(Extracted records)
********

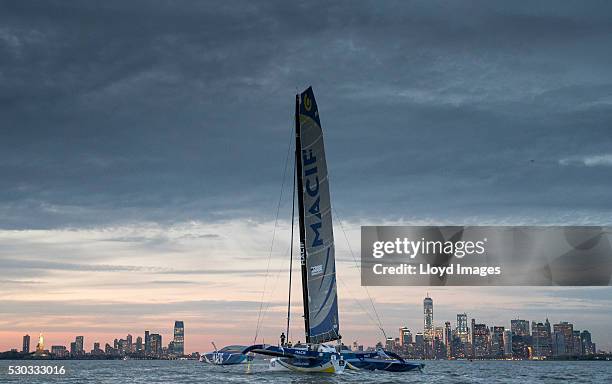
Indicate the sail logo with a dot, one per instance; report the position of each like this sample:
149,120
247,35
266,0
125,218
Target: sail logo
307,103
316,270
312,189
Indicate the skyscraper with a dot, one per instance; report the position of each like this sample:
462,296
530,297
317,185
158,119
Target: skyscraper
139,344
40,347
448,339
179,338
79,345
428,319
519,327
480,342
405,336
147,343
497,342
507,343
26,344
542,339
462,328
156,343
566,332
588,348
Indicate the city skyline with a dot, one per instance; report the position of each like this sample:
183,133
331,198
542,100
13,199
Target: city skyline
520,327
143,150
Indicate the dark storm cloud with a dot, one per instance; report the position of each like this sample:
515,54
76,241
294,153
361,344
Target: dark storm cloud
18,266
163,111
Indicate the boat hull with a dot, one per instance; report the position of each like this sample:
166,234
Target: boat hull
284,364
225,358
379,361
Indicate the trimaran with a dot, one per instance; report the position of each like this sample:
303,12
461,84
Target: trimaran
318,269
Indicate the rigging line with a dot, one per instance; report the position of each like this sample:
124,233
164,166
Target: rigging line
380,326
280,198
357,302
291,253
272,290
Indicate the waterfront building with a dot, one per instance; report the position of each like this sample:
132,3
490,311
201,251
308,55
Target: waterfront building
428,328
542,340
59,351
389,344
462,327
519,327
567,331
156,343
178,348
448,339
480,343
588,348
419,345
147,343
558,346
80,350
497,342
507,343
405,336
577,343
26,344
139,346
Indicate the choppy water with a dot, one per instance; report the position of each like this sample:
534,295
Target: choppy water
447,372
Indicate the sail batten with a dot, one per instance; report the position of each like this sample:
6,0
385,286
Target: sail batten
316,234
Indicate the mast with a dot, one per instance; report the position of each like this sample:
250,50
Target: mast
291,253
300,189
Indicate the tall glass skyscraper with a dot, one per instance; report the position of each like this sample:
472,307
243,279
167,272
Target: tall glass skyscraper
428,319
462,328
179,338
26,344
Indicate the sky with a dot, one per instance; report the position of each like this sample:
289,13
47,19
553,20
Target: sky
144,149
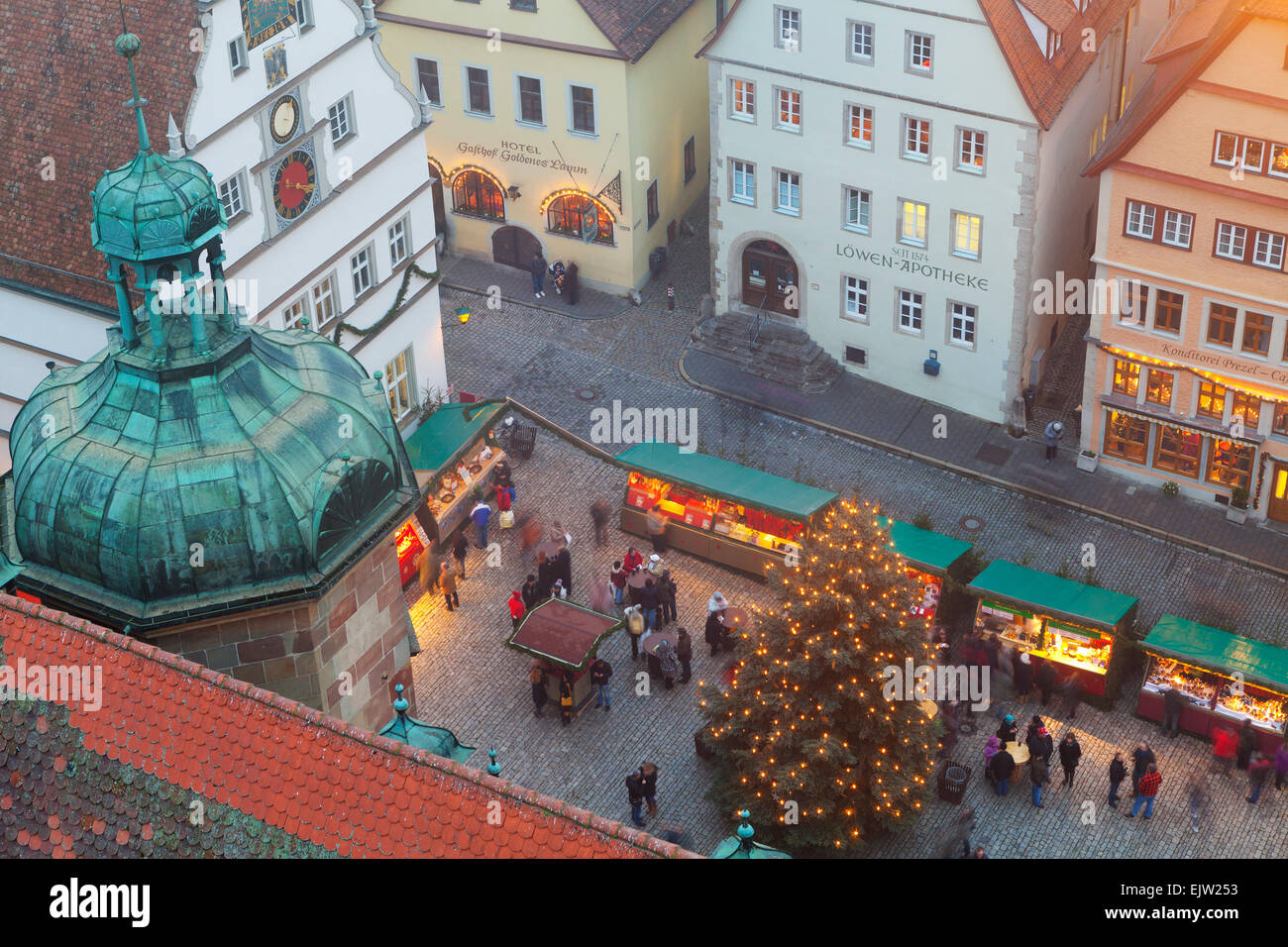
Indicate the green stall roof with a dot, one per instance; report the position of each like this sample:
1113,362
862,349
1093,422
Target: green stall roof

********

WHAT TO WORK ON: Retype the records exactly. Any image in them should not appear in what you write.

TASK RESULT:
Indicate the sail logo with a dot, one per instance; report the position of each like this sample:
149,120
247,35
266,0
125,218
Target: sail logo
307,103
316,270
312,189
Indicate the skyscraper with a dot, one per instance; report the position of each like this sample:
462,296
530,297
317,185
158,119
Target: skyscraper
139,344
40,347
448,339
179,338
79,345
428,319
519,327
480,342
405,336
147,343
497,342
507,343
26,344
542,339
462,328
156,343
566,332
588,348
Indicate the city skyline with a dot, one per instance; report the position of each like this sample:
183,133
331,198
542,100
13,199
Target: city skyline
520,327
143,150
Indicate the dark storm cloud with a dot, one per instance; report the position of each like this sample:
515,54
76,241
294,153
361,344
Target: dark storm cloud
18,266
163,111
Indicate the boat hull with a dot, one per instance; report the position of each like this sample:
166,234
Target: boat hull
284,364
225,358
379,361
Indicate the trimaran with a dot, one per instance; report the position of each like this sample:
303,12
461,84
Target: trimaran
318,269
Indicate the rigging line with a dot, one per instance; report the position of each like this sample:
124,233
164,166
Target: rigging line
380,326
280,198
357,302
291,253
272,290
Indicate the waterfront building with a dot, one per instance; report the position of each like this sample:
132,3
490,311
201,251
308,55
Target: waterfront building
428,328
542,340
59,351
389,344
462,327
519,327
567,331
156,343
178,348
448,339
480,343
588,348
419,345
147,343
558,346
80,350
497,342
507,343
405,336
577,343
26,344
139,346
Indicate the choppy water with a dot, one per instance; report the position of each like this sample:
534,295
Target: choppy water
447,372
Indicate the sail batten with a dot, one per instance; report the position of each like this sample:
6,0
385,286
Target: sail batten
316,234
Indicate the mast with a dot, one per instance; report the position of each like this sample:
250,50
Target: mast
291,253
300,189
Indicate the tall glass skyscraper with a dot, one per instance; report the position of each like this sample:
472,307
243,279
167,272
Target: tall glass skyscraper
428,319
462,328
179,338
26,344
Indicate the sky with a dot, one per instance; report the position of each like this sample:
289,13
47,19
553,20
Target: sky
144,149
Indicate the green stall roof with a dot, one per instance; report the position of each like this sample:
1113,362
862,349
1093,422
Target: green stall roof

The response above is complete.